A criança brinca desde os primeiros dias de sua vida, inicialmente brinca apenas com os olhos e movimentos de cabeça, depois vai aos poucos inserindo seu corpo neste brincar e vai percebendo que tem capacidades ilimitadas, que quanto mais ele brinca mais poderá aprender a lidar com aquele corpo que se antes parecia ligado a outra pessoa como foi nos nove meses que assim esteve com sua mãe, porém agora ele já não é mais aquela, agora é essa.
Esse comportamento lúdico infantil passa despercebido pelo mundo dos adultos, ou então se percebido é considerado irrelevante, pois sempre que queremos ensinar algo a uma criança o fazemos em um tom sério, impositor indo contra a premissa de Rousseau que dizia; se quiser ensinar algo a uma criança, invente um jogo.
Contudo, apesar de os adultos não perceberem esse brincar permanente, nem tampouco sua relevância na construção do conhecimento da pessoa através do brincar, a criança brinca e aprende aquilo que é necessário naquele momento para ela. Na visão de Ferland sobre o brincar na infância, esta elencou sua relevância determinada por períodos de sua vida ou seja, em determinados momentos o brincar é desenvolvido de certa maneira e com uma escala hierárquica de aprendizagem.
Nesta visão a criança dos zero aos dezoito meses descobre seu próprio corpo, inicialmente amplia sua visão, aprende que é um corpo separado daquele que se imaginava junto a mãe. Com movimentos ainda rústicos e reflexos passa a reconhecer seu corpo, suas mãos, seus pés, boca orelha e outros componentes através do desenvolvimento motor que vai ocorrendo aos poucos.
Conforme seu domínio motor vai se estabelecendo, e a criança percebendo suas capacidades, vai ampliando a visão de suas potencialidades na observação das outras pessoas e vai aprendendo o que poderá fazer e ser. Então o controle do seu próprio corpo vai dando a ela a liberdade de interagir com objetos que a rodeiam.
Os móbiles fixados acima do seu corpo que podem ser alcançados e tocados, objetos deixados no berço ao alcance das mãos, os quais agora ela passa a perceber suas diferenças através o brincar com eles. Sua textura, sua forma, se oval, quadrada, fina, grossa, lisa, áspera, macia, dura, e assim em diante.
Neste interagir e brincar com esses diversos objetos ela desenvolve sua motricidade fina, sua capacidade de prensão, a utilização do polegar opositor, o controle motor mais refinado, a ampliação das potencialidades, a noção da sua capacidade de locomoção no espaço, a potencialidade do andar, inicialmente rastejando e engatinhando onde ela brinca de rolar, deitar e levantar e progressivamente a ter o domínio do próprio corpo e do espaço que este ocupa.

§ **TAREFA PROPOSTA 1**
Você pode repetir, dos registros, as linhas que começam naquela que contém "Practice problem: Given the photograph, find the sunlit" e terminam depois daquela que contém "[0,684,1345,896]", incluindo as duas?
O texto e os registros não têm nenhuma relação entre si.

§ **REGISTROS DE DADOS**

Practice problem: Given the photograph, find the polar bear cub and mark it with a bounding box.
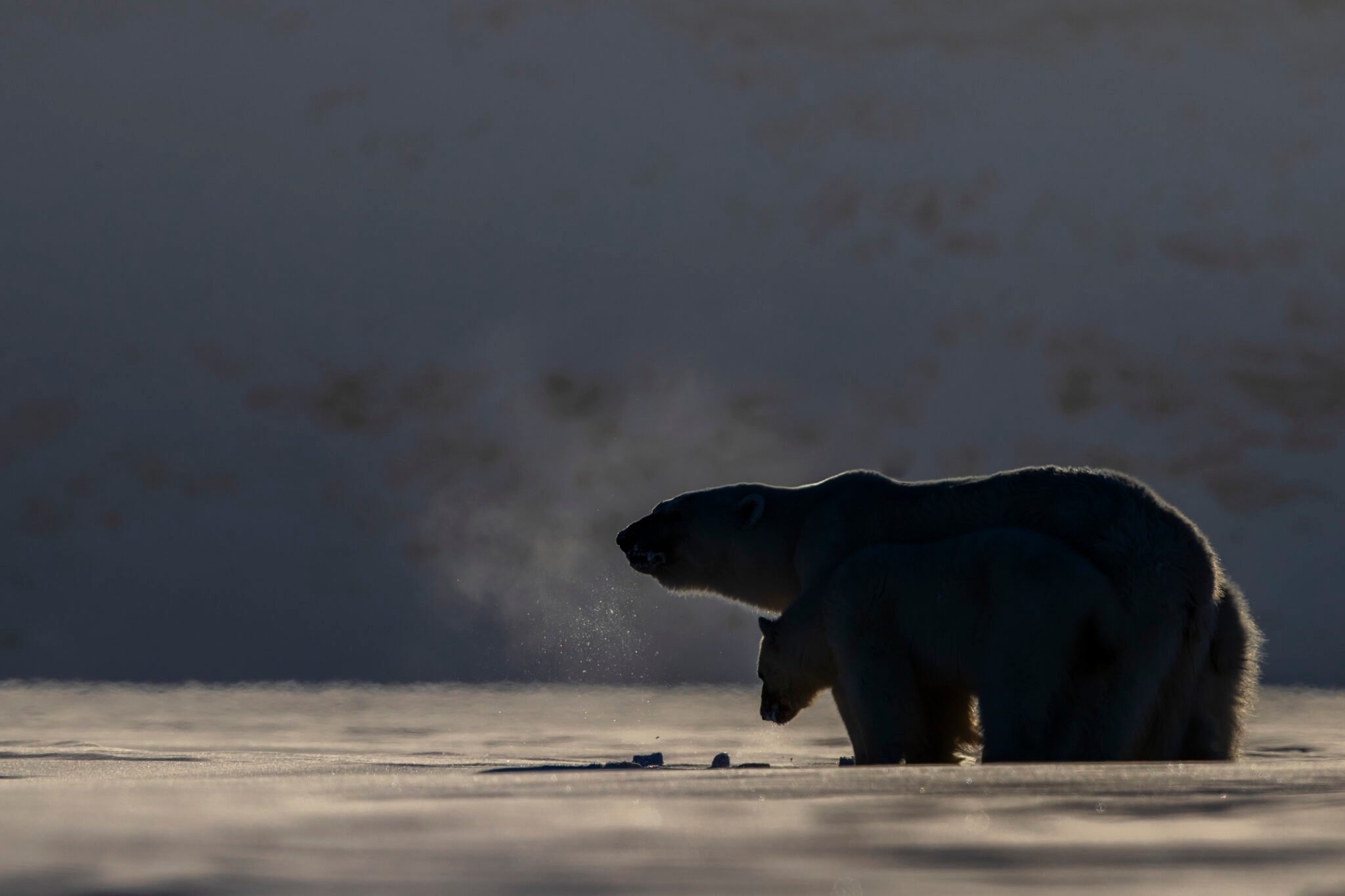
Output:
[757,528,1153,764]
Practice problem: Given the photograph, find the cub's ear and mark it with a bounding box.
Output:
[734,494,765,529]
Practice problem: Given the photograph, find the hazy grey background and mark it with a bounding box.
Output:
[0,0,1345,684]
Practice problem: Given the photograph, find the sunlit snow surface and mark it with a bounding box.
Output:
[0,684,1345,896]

...

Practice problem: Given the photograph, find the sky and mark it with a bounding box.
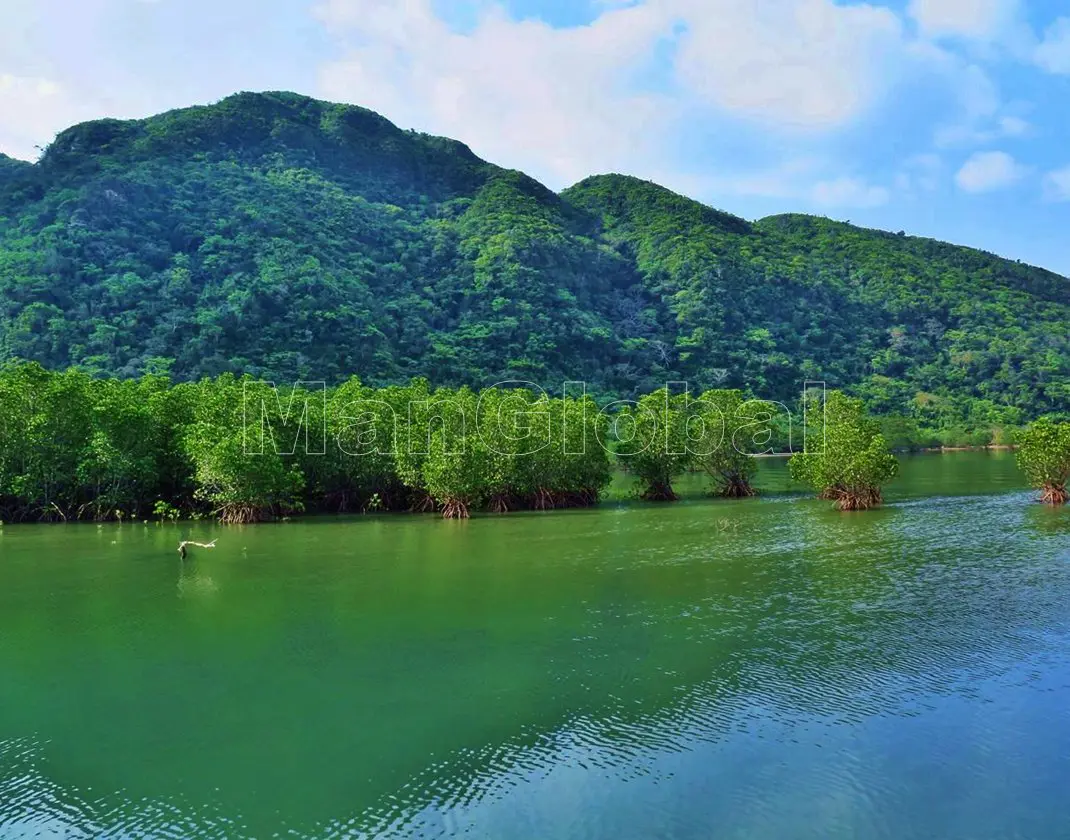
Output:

§ **TAREFA PROPOSTA 2**
As afirmações a seguir concordam com o texto sobre o brincar na infância? Responda sim ou não a cada uma e cite literalmente as palavras do texto que decidem. (a) A criança de zero a dezoito meses descobre o próprio corpo. (b) Os adultos costumam ensinar as crianças em tom descontraído. (c) A ideia de inventar um jogo para ensinar algo a uma criança é atribuída a Ferland.

§ **SOLUÇÃO DO PROBLEMA 1**
Practice problem: Given the photograph, find the sunlit snow surface and mark it with a bounding box.
Output:
[0,684,1345,896]

§ **SOLUÇÃO DO PROBLEMA 2**
(a) Sim: "a criança dos zero aos dezoito meses descobre seu próprio corpo".
(b) Não: "o fazemos em um tom sério, impositor".
(c) Não: "premissa de Rousseau que dizia; se quiser ensinar algo a uma criança, invente um jogo".